• **Text passage**:
○ ○ ○ ○ ○
The plaintiff has serious medical needs, but there is no evidence that Dr. Brown was deliberately indifferent to those needs. Plaintiff asserts that hives may be the first sign of deadly anaphylaxis. He argues that his referral to an outside allergist was dangerously delayed and that Dr. Brown failed to follow the allergist's recommendations, including the follow-up appointment. However, there is nothing in the record to suggest that the perceived delay or missed follow-up appointment affected the plaintiff's medical condition in any way. See Langston v. Peters, 100 F.3d 1235, 1240-41 (7th Cir. 1996)(quoting with approval the Eighth Circuit in Beyerbach v. Sears, 49 F.3d 1324, 1326 (1996)(abrogated on other grounds in Reece v. Groose, 60 F.3d 487 (8th Cir. 1995)): "'An inmate who complains that delay in medical treatment rose to a constitutional violation must place verifying medical evidence in the record to establish the detrimental effect of delay in medical treatment to succeed."'(emphasis in Langston)).
The plaintiff asserts that Doxepin was not given every night as prescribed by the allergist, but attachments show that Dr. Brown approved of the labs and the prescription for Doxepin. There is no evidence Dr. Brown was behind Plaintiff not receiving the Doxepin, if that is what happened. Further, the plaintiff appears to be the one who voluntarily discontinued the Doxepin because of its side effects.
○ ○ ○ ○ ○
• **Recorded data**:
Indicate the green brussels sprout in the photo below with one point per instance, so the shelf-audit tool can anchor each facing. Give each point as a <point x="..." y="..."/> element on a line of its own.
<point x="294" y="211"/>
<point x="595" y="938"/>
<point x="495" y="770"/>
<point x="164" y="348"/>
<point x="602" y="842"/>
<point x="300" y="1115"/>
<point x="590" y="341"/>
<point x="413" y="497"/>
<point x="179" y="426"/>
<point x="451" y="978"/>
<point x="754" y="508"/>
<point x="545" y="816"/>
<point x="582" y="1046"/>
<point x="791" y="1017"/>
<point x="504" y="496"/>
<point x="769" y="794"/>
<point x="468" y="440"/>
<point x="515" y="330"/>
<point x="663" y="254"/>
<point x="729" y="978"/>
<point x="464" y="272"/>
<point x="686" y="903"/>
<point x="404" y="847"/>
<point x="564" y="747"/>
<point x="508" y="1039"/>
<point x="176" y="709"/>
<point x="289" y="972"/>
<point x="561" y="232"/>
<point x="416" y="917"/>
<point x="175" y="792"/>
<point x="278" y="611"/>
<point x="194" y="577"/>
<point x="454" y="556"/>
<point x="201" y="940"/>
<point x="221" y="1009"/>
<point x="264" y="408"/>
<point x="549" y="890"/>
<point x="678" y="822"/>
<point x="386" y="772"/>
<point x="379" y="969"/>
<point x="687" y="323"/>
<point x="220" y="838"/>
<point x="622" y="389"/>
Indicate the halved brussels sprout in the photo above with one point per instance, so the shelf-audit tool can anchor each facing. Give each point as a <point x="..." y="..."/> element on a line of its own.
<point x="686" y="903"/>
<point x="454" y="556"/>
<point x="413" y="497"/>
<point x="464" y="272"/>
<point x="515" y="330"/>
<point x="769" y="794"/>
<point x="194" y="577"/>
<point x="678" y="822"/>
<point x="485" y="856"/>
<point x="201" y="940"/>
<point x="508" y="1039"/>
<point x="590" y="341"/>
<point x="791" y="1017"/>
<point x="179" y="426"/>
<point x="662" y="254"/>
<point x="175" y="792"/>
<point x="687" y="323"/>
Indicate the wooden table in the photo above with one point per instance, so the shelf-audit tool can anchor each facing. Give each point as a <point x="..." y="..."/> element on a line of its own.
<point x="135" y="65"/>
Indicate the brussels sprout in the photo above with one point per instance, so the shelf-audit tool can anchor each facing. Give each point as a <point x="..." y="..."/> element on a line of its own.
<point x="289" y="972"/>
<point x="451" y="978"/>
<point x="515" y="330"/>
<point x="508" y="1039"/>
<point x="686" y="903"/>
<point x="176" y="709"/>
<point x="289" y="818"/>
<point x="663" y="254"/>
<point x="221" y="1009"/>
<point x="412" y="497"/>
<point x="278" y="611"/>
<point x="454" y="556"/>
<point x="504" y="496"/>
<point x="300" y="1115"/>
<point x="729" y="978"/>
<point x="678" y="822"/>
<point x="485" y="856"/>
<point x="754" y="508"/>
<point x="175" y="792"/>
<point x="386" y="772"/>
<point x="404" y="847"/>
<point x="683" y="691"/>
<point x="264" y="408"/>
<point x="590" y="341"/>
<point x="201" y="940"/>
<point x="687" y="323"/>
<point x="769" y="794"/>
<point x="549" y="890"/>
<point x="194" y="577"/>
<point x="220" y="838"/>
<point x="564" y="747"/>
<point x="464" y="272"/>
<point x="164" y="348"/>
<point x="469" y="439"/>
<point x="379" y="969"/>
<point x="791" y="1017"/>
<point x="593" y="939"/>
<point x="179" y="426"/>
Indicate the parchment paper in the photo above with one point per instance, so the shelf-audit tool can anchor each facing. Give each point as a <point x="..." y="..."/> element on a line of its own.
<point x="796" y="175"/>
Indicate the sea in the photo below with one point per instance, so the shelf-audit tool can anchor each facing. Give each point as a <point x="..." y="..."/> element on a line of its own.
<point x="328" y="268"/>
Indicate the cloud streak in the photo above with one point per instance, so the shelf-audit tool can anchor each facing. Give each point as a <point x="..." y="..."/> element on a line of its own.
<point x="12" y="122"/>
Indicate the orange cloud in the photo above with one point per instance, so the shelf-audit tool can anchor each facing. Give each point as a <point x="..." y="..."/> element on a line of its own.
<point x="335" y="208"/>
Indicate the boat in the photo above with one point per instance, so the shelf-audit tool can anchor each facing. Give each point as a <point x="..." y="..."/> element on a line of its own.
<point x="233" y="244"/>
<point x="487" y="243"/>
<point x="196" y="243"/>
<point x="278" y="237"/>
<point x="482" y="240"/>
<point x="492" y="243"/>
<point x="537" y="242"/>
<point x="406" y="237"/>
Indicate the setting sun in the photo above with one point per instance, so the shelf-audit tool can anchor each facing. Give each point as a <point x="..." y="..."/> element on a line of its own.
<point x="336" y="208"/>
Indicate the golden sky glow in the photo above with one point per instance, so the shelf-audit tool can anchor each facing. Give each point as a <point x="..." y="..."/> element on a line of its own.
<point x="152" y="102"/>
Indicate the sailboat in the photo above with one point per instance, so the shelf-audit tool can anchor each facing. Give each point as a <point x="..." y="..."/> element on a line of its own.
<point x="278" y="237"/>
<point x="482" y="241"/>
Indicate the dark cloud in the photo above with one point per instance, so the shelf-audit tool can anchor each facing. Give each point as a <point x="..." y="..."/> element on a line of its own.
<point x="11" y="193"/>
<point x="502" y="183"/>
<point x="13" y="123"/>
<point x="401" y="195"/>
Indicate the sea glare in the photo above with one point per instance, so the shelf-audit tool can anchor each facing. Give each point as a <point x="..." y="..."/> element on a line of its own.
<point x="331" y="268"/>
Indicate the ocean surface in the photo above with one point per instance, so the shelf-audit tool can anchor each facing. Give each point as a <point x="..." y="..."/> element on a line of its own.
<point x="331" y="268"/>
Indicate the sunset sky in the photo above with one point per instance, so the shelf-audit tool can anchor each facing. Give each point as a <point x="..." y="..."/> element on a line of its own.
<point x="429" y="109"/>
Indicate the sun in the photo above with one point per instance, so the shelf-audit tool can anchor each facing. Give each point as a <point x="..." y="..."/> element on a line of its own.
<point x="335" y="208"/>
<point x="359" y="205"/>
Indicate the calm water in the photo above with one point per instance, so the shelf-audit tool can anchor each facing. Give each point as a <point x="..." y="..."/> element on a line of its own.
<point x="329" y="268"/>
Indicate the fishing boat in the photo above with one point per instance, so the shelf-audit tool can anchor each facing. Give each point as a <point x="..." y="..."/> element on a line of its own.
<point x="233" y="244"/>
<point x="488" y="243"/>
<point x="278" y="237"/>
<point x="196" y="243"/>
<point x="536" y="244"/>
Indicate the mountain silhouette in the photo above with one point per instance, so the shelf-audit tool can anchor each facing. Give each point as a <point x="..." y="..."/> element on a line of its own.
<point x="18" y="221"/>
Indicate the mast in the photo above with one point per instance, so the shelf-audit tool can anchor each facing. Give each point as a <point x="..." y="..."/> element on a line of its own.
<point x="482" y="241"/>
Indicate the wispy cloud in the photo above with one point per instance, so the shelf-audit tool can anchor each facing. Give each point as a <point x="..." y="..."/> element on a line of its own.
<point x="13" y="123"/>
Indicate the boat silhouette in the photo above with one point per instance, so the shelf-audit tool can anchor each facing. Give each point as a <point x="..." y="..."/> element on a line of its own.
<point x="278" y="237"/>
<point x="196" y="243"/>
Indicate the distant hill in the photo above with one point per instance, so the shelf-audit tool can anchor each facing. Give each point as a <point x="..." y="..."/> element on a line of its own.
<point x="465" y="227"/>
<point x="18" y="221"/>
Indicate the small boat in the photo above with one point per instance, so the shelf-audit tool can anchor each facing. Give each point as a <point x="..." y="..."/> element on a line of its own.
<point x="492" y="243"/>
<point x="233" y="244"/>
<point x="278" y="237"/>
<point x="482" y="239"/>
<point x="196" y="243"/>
○ ○ ○ ○ ○
• **Problem set**:
1. In the court passage about Dr. Brown's care of the plaintiff, why does the plaintiff appear to have stopped taking Doxepin?
2. Pick up the court passage about Dr. Brown's care of the plaintiff and continue it from its last sentence.

• **Response list**:
1. The plaintiff appears to have voluntarily discontinued it because of its side effects.

2.
The plaintiff asserts that the prescription of steroids and Klonopin were not recommended, but he offers no evidence to support that assertion. In fact, the allergist report states that every-other day steroids are usually the only effective treatment. As to the Klonopin, it is undisputed that the plaintiff experienced ataxia and that his dose of Klonopin was lowered in response. However, he continues to take a lower dose of Klonopin, which Dr. Brown avers is medically appropriate. There is no evidence to dispute Dr. Brown's assertion. Plaintiff asserts that Dr. Brown combined too many medications, causing Plaintiff to become addicted, but there is no evidence to support that conclusion either.
Plaintiff further asserts that he never received the endoscopy recommended by the allergist, but that was only a suggested possibility, not a current recommendation. The report says only that the plaintiff's "variable extrathoracic obstruction . . . may bear further evaluation with upper airway endoscopy in the future." That does not allow an inference that the plaintiff has a serious medical need for an endoscopy. Plaintiff asserts that he is still experiencing throat attacks and difficulty breathing. The court does not disbelieve the plaintiff is experiencing these symptoms, but no inference arises that the plaintiff is not being appropriately treated for them, much less that Dr. Brown is deliberately indifferent to them.
Since there is no evidence of deliberate indifference by Dr. Brown, there can be no inference of deliberate indifference by any of the other defendants, all non-medical prison officials. In the context of medical treatment, "if a prisoner is under the care of medical experts .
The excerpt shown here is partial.